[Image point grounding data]
---*---
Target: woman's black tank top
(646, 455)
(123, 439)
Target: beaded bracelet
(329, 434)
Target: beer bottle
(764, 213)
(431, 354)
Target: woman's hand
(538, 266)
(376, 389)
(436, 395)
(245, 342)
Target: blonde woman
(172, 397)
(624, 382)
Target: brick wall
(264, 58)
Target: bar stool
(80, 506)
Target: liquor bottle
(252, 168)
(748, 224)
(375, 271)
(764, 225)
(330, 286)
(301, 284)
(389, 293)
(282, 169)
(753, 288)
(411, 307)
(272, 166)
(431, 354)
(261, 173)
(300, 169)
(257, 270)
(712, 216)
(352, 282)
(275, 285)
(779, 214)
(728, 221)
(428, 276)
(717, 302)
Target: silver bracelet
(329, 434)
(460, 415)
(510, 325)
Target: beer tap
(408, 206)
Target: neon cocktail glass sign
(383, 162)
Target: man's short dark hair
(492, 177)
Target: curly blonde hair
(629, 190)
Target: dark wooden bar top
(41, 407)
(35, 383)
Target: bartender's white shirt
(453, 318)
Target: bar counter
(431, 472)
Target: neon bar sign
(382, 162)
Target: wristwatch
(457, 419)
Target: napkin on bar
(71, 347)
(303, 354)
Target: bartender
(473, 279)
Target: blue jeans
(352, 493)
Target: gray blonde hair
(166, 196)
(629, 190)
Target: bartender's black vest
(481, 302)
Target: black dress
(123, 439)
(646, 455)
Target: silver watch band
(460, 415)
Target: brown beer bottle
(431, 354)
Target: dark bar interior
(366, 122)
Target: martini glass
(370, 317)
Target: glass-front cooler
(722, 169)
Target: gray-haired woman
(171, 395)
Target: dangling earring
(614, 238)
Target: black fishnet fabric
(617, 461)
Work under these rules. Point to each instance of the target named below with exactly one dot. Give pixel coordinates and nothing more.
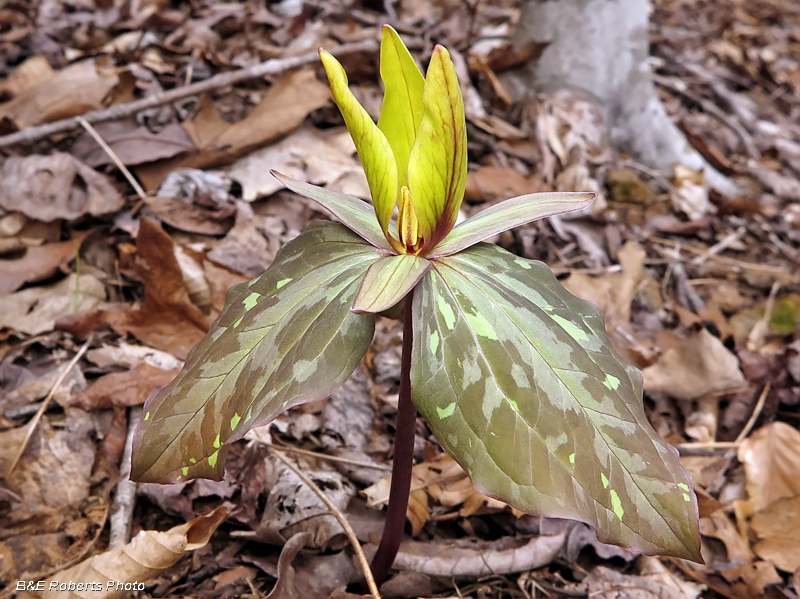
---*---
• _Activity_: All of the data above needs to be retyped exactly, with the pictures removed.

• _Task solution_:
Target: woman's black tank top
(646, 455)
(123, 439)
Target: beaded bracelet
(329, 434)
Target: beer bottle
(764, 213)
(431, 354)
Target: woman's hand
(538, 266)
(376, 389)
(436, 395)
(245, 342)
Target: blonde woman
(172, 397)
(624, 382)
Target: brick wall
(264, 58)
Target: bar stool
(80, 506)
Target: liquor bottle
(252, 168)
(748, 224)
(375, 271)
(764, 225)
(330, 286)
(301, 284)
(389, 293)
(282, 169)
(753, 288)
(411, 307)
(272, 166)
(431, 354)
(261, 173)
(300, 169)
(257, 270)
(712, 216)
(352, 282)
(275, 285)
(779, 214)
(728, 221)
(428, 276)
(717, 302)
Target: silver bracelet
(329, 434)
(460, 415)
(510, 325)
Target: beer tap
(408, 206)
Target: neon cocktail glass sign
(383, 162)
Target: man's short dark hair
(492, 177)
Target: curly blonde hair
(629, 190)
Target: dark wooden bar top
(41, 407)
(35, 383)
Target: bartender's white shirt
(453, 318)
Target: bar counter
(431, 472)
Target: neon bar sign
(382, 162)
Target: wristwatch
(457, 419)
Target: napkin on bar
(71, 347)
(303, 354)
Target: bartender
(473, 279)
Target: blue jeans
(352, 493)
Target: gray blonde hair
(166, 196)
(629, 190)
Target: bartender's black vest
(481, 302)
Target: black dress
(123, 439)
(646, 455)
Target: silver watch band
(460, 415)
Target: brown beer bottle
(431, 354)
Target: dark bar interior
(366, 122)
Target: martini glass
(370, 317)
Target: glass-front cooler
(722, 169)
Target: gray-haired woman
(171, 395)
Target: dangling earring
(614, 238)
Target: black fishnet fabric
(617, 461)
Work under these rules. Point to each instance of the target named below with exactly one dot. Give pixel coordinates and nothing more.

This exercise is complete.